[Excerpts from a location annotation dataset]
──────
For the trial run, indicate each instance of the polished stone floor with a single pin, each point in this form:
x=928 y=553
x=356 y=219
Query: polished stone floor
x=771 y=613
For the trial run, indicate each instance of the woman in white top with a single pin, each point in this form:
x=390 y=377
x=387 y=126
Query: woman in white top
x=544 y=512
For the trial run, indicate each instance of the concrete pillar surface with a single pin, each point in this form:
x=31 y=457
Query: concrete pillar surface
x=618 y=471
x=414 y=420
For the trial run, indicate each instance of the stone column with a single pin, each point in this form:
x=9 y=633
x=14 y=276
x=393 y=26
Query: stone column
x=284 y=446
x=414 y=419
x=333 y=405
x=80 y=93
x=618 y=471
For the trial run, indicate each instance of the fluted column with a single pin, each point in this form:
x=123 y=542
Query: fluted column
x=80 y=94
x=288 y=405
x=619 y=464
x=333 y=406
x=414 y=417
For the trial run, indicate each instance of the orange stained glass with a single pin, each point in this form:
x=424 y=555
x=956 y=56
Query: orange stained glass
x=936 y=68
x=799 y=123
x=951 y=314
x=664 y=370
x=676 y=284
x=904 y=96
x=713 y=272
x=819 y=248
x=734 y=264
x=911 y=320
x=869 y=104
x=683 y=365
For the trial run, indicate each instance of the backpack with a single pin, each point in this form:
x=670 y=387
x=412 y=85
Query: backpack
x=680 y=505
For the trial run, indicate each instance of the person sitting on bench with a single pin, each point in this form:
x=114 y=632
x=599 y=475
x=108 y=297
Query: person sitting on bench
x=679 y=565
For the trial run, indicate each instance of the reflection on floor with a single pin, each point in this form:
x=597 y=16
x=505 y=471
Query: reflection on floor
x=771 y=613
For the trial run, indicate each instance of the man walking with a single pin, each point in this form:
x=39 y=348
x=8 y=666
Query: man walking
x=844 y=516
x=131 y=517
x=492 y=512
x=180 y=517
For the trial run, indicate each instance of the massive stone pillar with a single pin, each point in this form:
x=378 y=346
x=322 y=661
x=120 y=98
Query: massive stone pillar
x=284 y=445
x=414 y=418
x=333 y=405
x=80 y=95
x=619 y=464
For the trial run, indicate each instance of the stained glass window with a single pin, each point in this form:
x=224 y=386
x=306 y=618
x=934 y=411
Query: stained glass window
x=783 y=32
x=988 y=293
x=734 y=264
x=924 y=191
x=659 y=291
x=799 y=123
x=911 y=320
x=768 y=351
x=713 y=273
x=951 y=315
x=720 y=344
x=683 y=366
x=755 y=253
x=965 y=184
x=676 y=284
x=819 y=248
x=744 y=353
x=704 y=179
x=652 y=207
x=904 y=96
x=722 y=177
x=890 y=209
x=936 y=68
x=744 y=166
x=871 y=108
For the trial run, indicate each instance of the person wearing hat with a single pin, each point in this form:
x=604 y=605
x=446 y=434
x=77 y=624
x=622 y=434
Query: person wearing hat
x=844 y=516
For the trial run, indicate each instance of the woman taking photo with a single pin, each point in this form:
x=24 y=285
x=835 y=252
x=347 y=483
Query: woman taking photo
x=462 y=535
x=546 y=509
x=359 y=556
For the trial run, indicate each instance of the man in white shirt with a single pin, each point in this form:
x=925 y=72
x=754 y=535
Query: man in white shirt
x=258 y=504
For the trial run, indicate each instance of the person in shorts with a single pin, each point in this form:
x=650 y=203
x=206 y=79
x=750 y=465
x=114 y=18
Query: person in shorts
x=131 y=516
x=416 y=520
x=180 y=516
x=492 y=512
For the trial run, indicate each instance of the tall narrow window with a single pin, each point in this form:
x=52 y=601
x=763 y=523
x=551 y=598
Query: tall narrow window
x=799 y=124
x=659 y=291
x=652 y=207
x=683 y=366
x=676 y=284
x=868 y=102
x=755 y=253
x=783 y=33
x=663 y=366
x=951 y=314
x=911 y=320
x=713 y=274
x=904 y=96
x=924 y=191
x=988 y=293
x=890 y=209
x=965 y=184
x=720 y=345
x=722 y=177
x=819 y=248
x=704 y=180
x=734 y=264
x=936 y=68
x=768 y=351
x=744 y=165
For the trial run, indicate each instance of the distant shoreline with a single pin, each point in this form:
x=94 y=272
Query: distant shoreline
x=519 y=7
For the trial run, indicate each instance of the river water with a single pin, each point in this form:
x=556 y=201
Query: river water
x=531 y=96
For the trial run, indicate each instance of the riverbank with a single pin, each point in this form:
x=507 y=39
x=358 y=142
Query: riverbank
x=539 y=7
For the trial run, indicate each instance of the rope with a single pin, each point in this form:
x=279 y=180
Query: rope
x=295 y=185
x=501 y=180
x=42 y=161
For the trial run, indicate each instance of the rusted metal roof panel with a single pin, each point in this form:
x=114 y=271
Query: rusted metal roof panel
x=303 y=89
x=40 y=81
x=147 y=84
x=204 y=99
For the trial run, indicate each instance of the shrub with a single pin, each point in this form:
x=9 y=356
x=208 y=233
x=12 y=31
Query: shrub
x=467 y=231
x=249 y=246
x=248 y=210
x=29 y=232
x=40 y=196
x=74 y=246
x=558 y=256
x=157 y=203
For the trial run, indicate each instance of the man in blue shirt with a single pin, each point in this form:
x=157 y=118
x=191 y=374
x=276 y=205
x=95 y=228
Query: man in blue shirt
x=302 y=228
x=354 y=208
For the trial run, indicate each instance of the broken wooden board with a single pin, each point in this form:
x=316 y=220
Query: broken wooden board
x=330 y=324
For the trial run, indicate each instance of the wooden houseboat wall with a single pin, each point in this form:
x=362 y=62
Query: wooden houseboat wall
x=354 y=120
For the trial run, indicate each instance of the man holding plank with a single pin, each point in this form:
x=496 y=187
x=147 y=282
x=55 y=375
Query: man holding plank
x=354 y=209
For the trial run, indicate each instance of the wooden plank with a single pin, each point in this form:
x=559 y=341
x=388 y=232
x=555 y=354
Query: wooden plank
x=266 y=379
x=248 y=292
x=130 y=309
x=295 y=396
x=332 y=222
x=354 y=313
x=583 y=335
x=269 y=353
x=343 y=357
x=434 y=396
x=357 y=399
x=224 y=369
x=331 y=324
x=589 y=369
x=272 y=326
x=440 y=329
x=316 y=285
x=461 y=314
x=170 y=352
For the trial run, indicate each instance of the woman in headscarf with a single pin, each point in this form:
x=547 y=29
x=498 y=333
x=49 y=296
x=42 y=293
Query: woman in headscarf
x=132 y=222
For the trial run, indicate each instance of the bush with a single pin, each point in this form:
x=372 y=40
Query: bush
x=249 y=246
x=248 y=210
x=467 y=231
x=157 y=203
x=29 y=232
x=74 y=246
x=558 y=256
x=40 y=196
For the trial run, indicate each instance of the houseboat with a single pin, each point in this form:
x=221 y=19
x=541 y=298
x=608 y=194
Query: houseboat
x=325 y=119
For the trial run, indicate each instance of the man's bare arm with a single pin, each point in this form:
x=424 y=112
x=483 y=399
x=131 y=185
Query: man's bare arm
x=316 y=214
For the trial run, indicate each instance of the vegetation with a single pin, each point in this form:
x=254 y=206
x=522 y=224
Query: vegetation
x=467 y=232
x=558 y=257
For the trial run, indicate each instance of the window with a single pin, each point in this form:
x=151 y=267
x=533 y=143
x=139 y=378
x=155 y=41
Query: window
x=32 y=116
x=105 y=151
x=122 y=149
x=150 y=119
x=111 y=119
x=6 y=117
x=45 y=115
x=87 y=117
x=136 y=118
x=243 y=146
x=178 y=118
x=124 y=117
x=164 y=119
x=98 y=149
──────
# What you have to do:
Print every one of the entries above again, reproducing each line without any change.

# Finished answer:
For the trial run, indicate each instance of the polished stone floor with a single pin, each point in this form:
x=928 y=553
x=356 y=219
Query: polished stone floor
x=771 y=613
For the trial run, indicate each instance of the woman in white top with a single pin, each point in this form:
x=390 y=377
x=387 y=126
Query: woman in white top
x=544 y=512
For the trial run, indicate each instance of the concrete pillar surface with a single pin, each point in this form:
x=31 y=457
Query: concrete pillar surface
x=618 y=471
x=414 y=420
For the trial run, indicate each instance of the stone column with a single pin, each point in this form:
x=9 y=633
x=14 y=276
x=393 y=26
Query: stone column
x=284 y=446
x=414 y=419
x=333 y=405
x=80 y=93
x=618 y=471
For the trial run, indicate each instance of the fluted column with a single pin, each point in this form:
x=123 y=542
Query: fluted column
x=80 y=94
x=288 y=405
x=619 y=464
x=333 y=406
x=414 y=417
For the trial run, indicate each instance of the orange stained glass with a single pin, each point in this form:
x=424 y=555
x=956 y=56
Query: orange stained glass
x=936 y=68
x=799 y=123
x=951 y=314
x=664 y=370
x=676 y=284
x=904 y=96
x=713 y=272
x=819 y=248
x=734 y=264
x=911 y=320
x=869 y=104
x=683 y=365
For the trial run, indicate each instance of the backpack with a single pin, each point in this form:
x=670 y=387
x=412 y=85
Query: backpack
x=680 y=505
For the trial run, indicate each instance of the person sitting on bench with a single pin, each point in this form:
x=114 y=632
x=599 y=475
x=108 y=297
Query: person sitting on bench
x=679 y=565
For the trial run, indicate each instance of the reflection on floor with a single pin, each point in this form:
x=597 y=16
x=505 y=471
Query: reflection on floor
x=771 y=613
For the trial run, indicate each instance of the man walking with a single pin, each point in this form:
x=39 y=348
x=8 y=666
Query: man walking
x=844 y=516
x=131 y=517
x=492 y=512
x=180 y=517
For the trial run, indicate each instance of the massive stone pillar with a single pin, each point in this form:
x=378 y=346
x=322 y=661
x=120 y=98
Query: massive stone pillar
x=284 y=445
x=414 y=418
x=333 y=405
x=80 y=95
x=619 y=464
For the trial run, indicate each instance of the stained glass window with a single pin, each point in this form:
x=224 y=386
x=306 y=618
x=934 y=411
Query: stained glass window
x=783 y=32
x=988 y=293
x=734 y=264
x=924 y=191
x=659 y=291
x=799 y=123
x=911 y=320
x=768 y=351
x=713 y=273
x=951 y=315
x=720 y=344
x=683 y=366
x=755 y=253
x=965 y=184
x=676 y=284
x=819 y=248
x=744 y=353
x=704 y=179
x=652 y=207
x=904 y=96
x=722 y=177
x=890 y=209
x=936 y=68
x=744 y=166
x=871 y=108
For the trial run, indicate each instance of the person wearing hat with a single pin, each point in this form:
x=604 y=605
x=446 y=434
x=77 y=624
x=622 y=434
Query: person wearing hat
x=844 y=516
For the trial run, indicate each instance of the woman taking photo with a single pin, each point in this form:
x=24 y=285
x=835 y=252
x=347 y=483
Query: woman taking photo
x=462 y=535
x=546 y=509
x=359 y=556
For the trial run, indicate each instance of the man in white shirt with a single pin, each point in this form:
x=925 y=72
x=754 y=535
Query: man in white shirt
x=258 y=504
For the trial run, indicate each instance of the person in shorts with a single pin, each point in this form:
x=650 y=203
x=206 y=79
x=750 y=465
x=114 y=18
Query: person in shorts
x=131 y=516
x=416 y=520
x=180 y=516
x=492 y=512
For the trial run, indicate each instance of the tall narrow window with a single pin, each point in this form:
x=52 y=601
x=763 y=523
x=551 y=598
Query: tall narrow window
x=799 y=124
x=659 y=291
x=652 y=207
x=683 y=366
x=676 y=284
x=868 y=102
x=755 y=253
x=783 y=33
x=663 y=366
x=951 y=314
x=911 y=320
x=713 y=274
x=904 y=96
x=924 y=191
x=988 y=293
x=890 y=209
x=965 y=184
x=720 y=345
x=722 y=177
x=819 y=248
x=704 y=180
x=734 y=264
x=936 y=68
x=768 y=351
x=744 y=165
For the trial run, indicate each instance of the distant shoreline with a single pin, each point in this form:
x=94 y=272
Query: distant shoreline
x=519 y=7
For the trial run, indicate each instance of the river water with a single pin, each point in this form:
x=556 y=201
Query: river water
x=531 y=96
For the trial run, indicate each instance of the riverbank with a single pin, each point in this form:
x=507 y=39
x=358 y=142
Query: riverbank
x=539 y=7
For the trial run, indicate each instance of the rope with a single pin, each point in this form:
x=279 y=180
Query: rope
x=295 y=185
x=501 y=180
x=42 y=161
For the trial run, indicate each instance of the rusted metal roof panel with a single pin, each point in this form:
x=114 y=271
Query: rusted metal roof panel
x=303 y=89
x=40 y=81
x=147 y=84
x=204 y=99
For the trial run, indicate each instance of the shrub with a single pin, each point in this form:
x=9 y=356
x=208 y=233
x=12 y=31
Query: shrub
x=467 y=231
x=249 y=246
x=248 y=210
x=29 y=232
x=40 y=196
x=74 y=246
x=558 y=256
x=157 y=203
For the trial run, indicate each instance of the man in blue shirt with a single pin, each point in this form:
x=157 y=118
x=191 y=374
x=276 y=205
x=95 y=228
Query: man in blue shirt
x=302 y=228
x=354 y=208
For the trial run, indicate each instance of the broken wooden board with a single pin, each point in this form:
x=316 y=220
Query: broken wooden board
x=330 y=324
For the trial run, indicate each instance of the wooden houseboat wall with a single pin, each point in this form:
x=362 y=62
Query: wooden houseboat wall
x=354 y=120
For the trial run, indicate each instance of the man holding plank with a single pin, each point in this form:
x=496 y=187
x=147 y=282
x=55 y=375
Query: man holding plank
x=354 y=209
For the trial run, indicate each instance of the wooden plank with a single pin, each point in this form:
x=559 y=341
x=388 y=232
x=555 y=354
Query: wooden plank
x=266 y=379
x=248 y=292
x=130 y=309
x=295 y=396
x=332 y=222
x=354 y=313
x=583 y=335
x=269 y=353
x=343 y=357
x=434 y=396
x=357 y=399
x=224 y=369
x=331 y=324
x=589 y=369
x=272 y=326
x=440 y=329
x=316 y=285
x=461 y=314
x=170 y=352
For the trial run, indicate each instance of the woman in headscarf with a single pin, each point in this form:
x=547 y=29
x=498 y=333
x=49 y=296
x=42 y=293
Query: woman in headscarf
x=132 y=222
For the trial run, indicate each instance of the bush with a single pin, each point in this form:
x=372 y=40
Query: bush
x=249 y=246
x=248 y=210
x=467 y=231
x=157 y=203
x=29 y=232
x=74 y=246
x=558 y=256
x=40 y=196
For the trial run, indicate each instance of the houseboat with a single pin, each point in this form:
x=221 y=19
x=541 y=298
x=608 y=194
Query: houseboat
x=325 y=119
For the trial run, indicate each instance of the man's bare arm with a single pin, each point in this form:
x=424 y=112
x=483 y=399
x=131 y=185
Query: man's bare arm
x=316 y=214
For the trial run, indicate each instance of the vegetation with a single pin, each point in this form:
x=254 y=206
x=522 y=224
Query: vegetation
x=467 y=232
x=558 y=257
For the trial run, indicate each instance of the window with a single pin, each point in this form:
x=151 y=267
x=533 y=143
x=139 y=378
x=155 y=41
Query: window
x=32 y=116
x=105 y=151
x=122 y=149
x=150 y=119
x=111 y=119
x=6 y=117
x=45 y=115
x=87 y=117
x=136 y=118
x=243 y=146
x=178 y=118
x=124 y=117
x=164 y=119
x=98 y=149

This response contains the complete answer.